What to work on: Update every row below by replacing "with a point" with "with a dot" and keeping everything else the same. Leave the pictures out of your answer.

++++

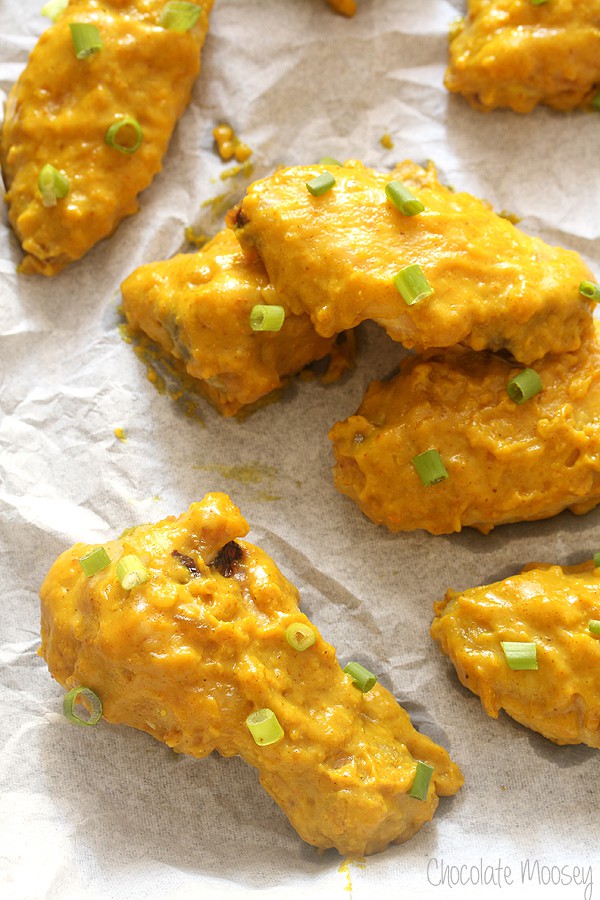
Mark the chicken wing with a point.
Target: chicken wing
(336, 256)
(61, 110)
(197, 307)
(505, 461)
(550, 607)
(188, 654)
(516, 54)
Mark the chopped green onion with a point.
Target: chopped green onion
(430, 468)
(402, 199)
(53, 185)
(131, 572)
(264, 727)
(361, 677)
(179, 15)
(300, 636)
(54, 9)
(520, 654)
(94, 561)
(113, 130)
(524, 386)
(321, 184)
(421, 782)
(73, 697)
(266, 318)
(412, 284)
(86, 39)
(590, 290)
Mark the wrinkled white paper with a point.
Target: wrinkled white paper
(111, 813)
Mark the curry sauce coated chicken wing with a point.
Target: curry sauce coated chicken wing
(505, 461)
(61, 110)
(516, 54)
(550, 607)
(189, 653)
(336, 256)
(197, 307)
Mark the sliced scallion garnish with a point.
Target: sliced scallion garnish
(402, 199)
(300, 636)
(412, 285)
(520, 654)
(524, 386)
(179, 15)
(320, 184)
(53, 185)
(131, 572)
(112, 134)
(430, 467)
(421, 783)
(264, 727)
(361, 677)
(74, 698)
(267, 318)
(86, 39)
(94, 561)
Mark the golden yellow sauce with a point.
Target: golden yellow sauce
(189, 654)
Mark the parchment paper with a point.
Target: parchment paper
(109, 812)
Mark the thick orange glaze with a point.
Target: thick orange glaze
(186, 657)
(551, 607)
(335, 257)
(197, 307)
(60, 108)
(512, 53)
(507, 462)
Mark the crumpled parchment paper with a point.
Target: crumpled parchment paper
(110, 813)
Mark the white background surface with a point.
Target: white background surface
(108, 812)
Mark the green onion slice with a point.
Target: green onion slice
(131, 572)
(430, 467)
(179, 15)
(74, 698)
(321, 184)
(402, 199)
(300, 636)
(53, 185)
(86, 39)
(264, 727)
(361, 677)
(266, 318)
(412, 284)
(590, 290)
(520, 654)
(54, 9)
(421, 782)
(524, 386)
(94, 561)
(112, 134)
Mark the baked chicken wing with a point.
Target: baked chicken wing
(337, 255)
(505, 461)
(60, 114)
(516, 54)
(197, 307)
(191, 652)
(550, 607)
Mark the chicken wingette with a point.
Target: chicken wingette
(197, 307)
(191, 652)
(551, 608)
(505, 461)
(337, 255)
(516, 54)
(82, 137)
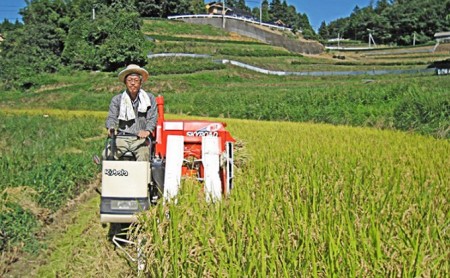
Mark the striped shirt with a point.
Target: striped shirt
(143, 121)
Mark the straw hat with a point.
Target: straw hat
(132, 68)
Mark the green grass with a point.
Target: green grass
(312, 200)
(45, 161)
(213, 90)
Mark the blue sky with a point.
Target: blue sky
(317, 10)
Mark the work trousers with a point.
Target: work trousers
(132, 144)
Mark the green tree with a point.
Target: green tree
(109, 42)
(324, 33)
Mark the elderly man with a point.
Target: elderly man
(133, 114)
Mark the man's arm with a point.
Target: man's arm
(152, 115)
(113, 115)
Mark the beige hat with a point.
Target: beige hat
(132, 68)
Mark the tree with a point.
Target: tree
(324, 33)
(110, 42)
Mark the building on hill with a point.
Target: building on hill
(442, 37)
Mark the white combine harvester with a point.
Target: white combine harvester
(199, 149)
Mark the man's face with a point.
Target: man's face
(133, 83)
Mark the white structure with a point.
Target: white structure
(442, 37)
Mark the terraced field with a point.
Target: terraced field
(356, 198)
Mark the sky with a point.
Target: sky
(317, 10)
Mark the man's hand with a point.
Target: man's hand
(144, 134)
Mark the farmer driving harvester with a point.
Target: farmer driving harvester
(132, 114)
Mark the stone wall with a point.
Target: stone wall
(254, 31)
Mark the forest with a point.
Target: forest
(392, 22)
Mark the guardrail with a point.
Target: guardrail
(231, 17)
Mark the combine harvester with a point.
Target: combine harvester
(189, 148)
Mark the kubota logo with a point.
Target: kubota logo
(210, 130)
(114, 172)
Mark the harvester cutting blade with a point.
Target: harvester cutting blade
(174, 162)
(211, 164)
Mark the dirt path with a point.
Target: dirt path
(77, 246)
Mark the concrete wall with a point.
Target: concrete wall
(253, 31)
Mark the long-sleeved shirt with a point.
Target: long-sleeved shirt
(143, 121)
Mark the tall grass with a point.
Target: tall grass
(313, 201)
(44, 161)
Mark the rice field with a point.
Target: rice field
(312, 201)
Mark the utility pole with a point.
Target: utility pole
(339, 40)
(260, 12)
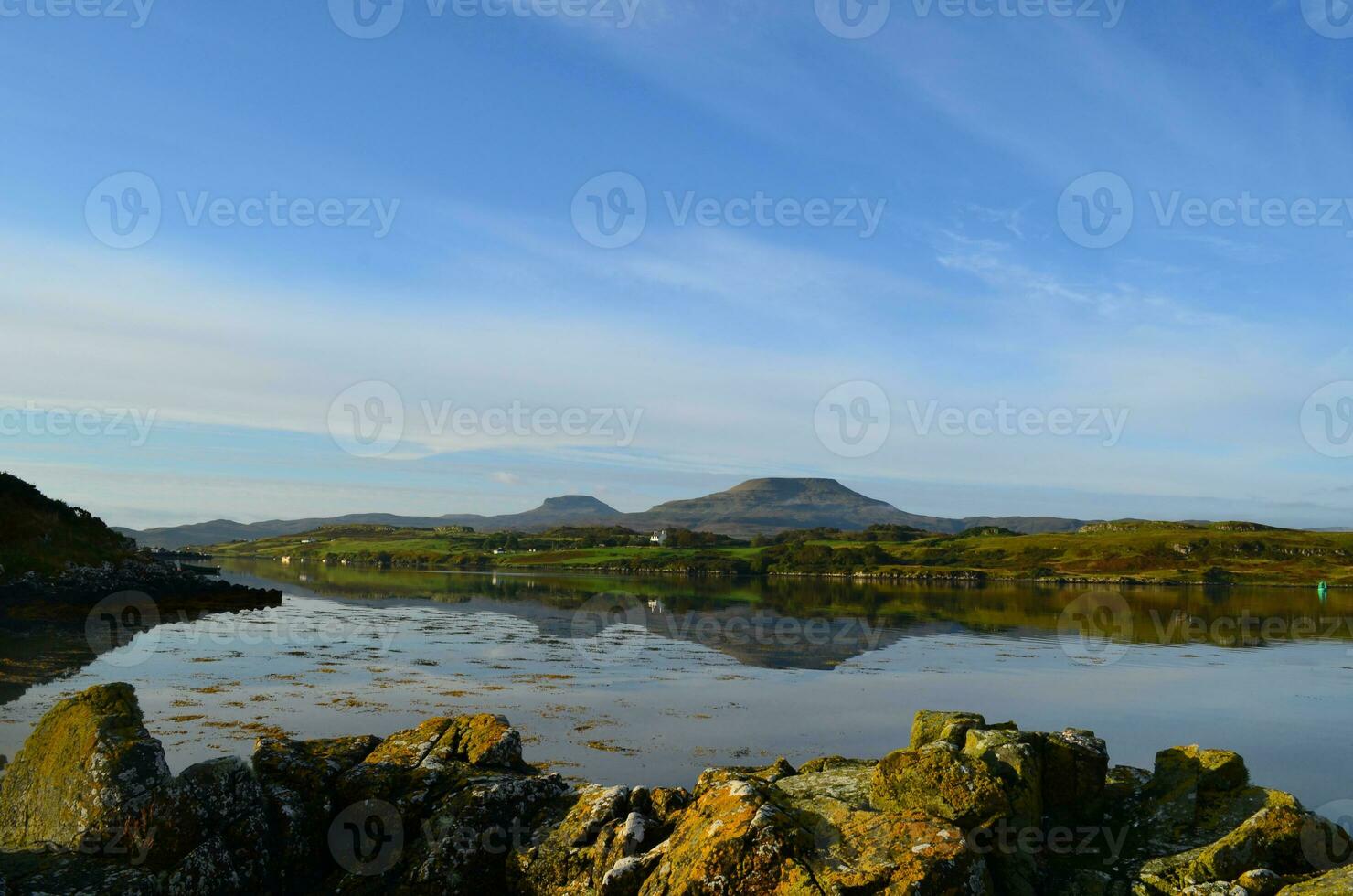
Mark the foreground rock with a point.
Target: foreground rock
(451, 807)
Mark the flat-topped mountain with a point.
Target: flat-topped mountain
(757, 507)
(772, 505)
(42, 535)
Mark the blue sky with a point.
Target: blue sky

++++

Response to the exercise:
Mark the chicken wing with a dot.
Target: chicken wing
(336, 256)
(61, 110)
(197, 307)
(505, 461)
(550, 607)
(188, 654)
(516, 54)
Mark the chopped green onion with a dot.
Target: chopped green onion
(430, 468)
(402, 199)
(53, 185)
(131, 572)
(264, 727)
(361, 677)
(179, 15)
(300, 636)
(54, 9)
(520, 654)
(94, 561)
(113, 130)
(524, 386)
(321, 184)
(421, 782)
(73, 697)
(266, 318)
(412, 284)
(86, 39)
(590, 290)
Mark the wrinkled white paper with a dot.
Target: wrinkled white paper
(111, 813)
Mark the curry sauce coated chicken wing with a dot.
Target: curry sauce coated chicken wing
(505, 461)
(61, 110)
(516, 54)
(550, 607)
(189, 653)
(336, 256)
(197, 307)
Mark the sliced scallion garnish with a dot.
Target: sliced scallion garnish
(402, 199)
(300, 636)
(412, 285)
(520, 654)
(524, 386)
(179, 15)
(320, 184)
(53, 185)
(131, 572)
(112, 134)
(430, 467)
(421, 783)
(264, 727)
(361, 677)
(74, 698)
(267, 318)
(86, 39)
(94, 561)
Mark the golden yellow sauce with a dot.
Target: golden yellow sauce
(189, 654)
Mark the parchment paper with a dot.
Target: parchment paper
(109, 812)
Mark the thick orange glaze with a dot.
Target: thick orange glaze
(186, 657)
(551, 607)
(335, 257)
(197, 307)
(60, 108)
(512, 53)
(507, 462)
Mark the crumpled parchment paper with a dot.
Target: crumpled parchment paper
(110, 813)
Mark the white background surface with a dot.
Target: white background surface
(108, 812)
Mark the green onion slice with a dot.
Target: green onion slice
(131, 572)
(430, 467)
(179, 15)
(74, 698)
(321, 184)
(402, 199)
(300, 636)
(53, 185)
(86, 39)
(264, 727)
(361, 677)
(266, 318)
(412, 284)
(590, 290)
(520, 654)
(54, 9)
(421, 782)
(524, 386)
(94, 561)
(112, 134)
Mark the baked chicken wing with a dot.
Target: baked chicken wing
(337, 255)
(505, 461)
(60, 114)
(516, 54)
(197, 307)
(191, 652)
(550, 607)
Mark the chicken wingette with a dot.
Target: chicken wingette
(197, 307)
(191, 652)
(551, 608)
(505, 461)
(337, 255)
(516, 54)
(82, 137)
Mark the striped shirt with a dot.
Target: striped shirt
(143, 121)
Mark the straw hat with a dot.
Target: straw hat
(132, 68)
Mark the green grass with a dot.
Target: green grass
(312, 200)
(45, 161)
(213, 90)
Mark the blue sky with a dot.
Target: blue sky
(317, 10)
Mark the work trousers with a dot.
Target: work trousers
(132, 144)
Mark the green tree with a dot.
Target: green tree
(109, 42)
(324, 33)
Mark the elderly man with a dot.
Target: elderly man
(133, 114)
Mark the man's arm with a dot.
Target: man's arm
(152, 115)
(113, 115)
Mark the beige hat with a dot.
Target: beige hat
(132, 68)
Mark the tree with a dot.
Target: tree
(324, 33)
(110, 42)
Mark the building on hill with a dot.
Target: building on hill
(442, 37)
Mark the white combine harvester with a dot.
Target: white combine harvester
(199, 149)
Mark the man's face with a dot.
Target: man's face
(133, 83)
Mark the white structure with a dot.
Target: white structure
(442, 37)
Mark the terraced field with a dot.
Target: terraced field
(356, 198)
Mark the sky with a dot.
Target: sky
(317, 10)
Mark the man's hand with a dot.
Target: man's hand
(144, 134)
Mark the farmer driving harvester with a dot.
Target: farmer driving harvester
(132, 114)
Mark the stone wall with a dot.
Target: stone wall
(254, 31)
Mark the forest with a dot.
Target: forest
(392, 22)
Mark the guardrail with a dot.
Target: guardrail
(231, 17)
Mark the combine harvester with a dot.
Target: combine harvester
(189, 148)
Mark the kubota logo with a dot.
Target: kubota logo
(210, 130)
(114, 172)
Mark the harvester cutting blade with a dot.
Target: harvester cutting blade
(174, 162)
(211, 164)
Mark the dirt path with a dot.
Target: dirt path
(77, 246)
Mark the concrete wall with a dot.
Target: concrete wall
(253, 31)
Mark the long-sleeved shirt with a dot.
Target: long-sleeved shirt
(143, 121)
Mark the tall grass with a dot.
Target: tall grass
(313, 201)
(44, 161)
Mark the rice field with a dot.
Target: rice field
(312, 201)
Mark the utility pole with a dot.
Target: utility pole
(339, 40)
(260, 12)
Mark the foreground rock with a dot.
Target: foreground rock
(451, 807)
Mark the flat-topped mountain with a dot.
Target: flat-topped mountain
(757, 507)
(772, 505)
(42, 535)
Mark the blue sky with a dot.
Target: blue sky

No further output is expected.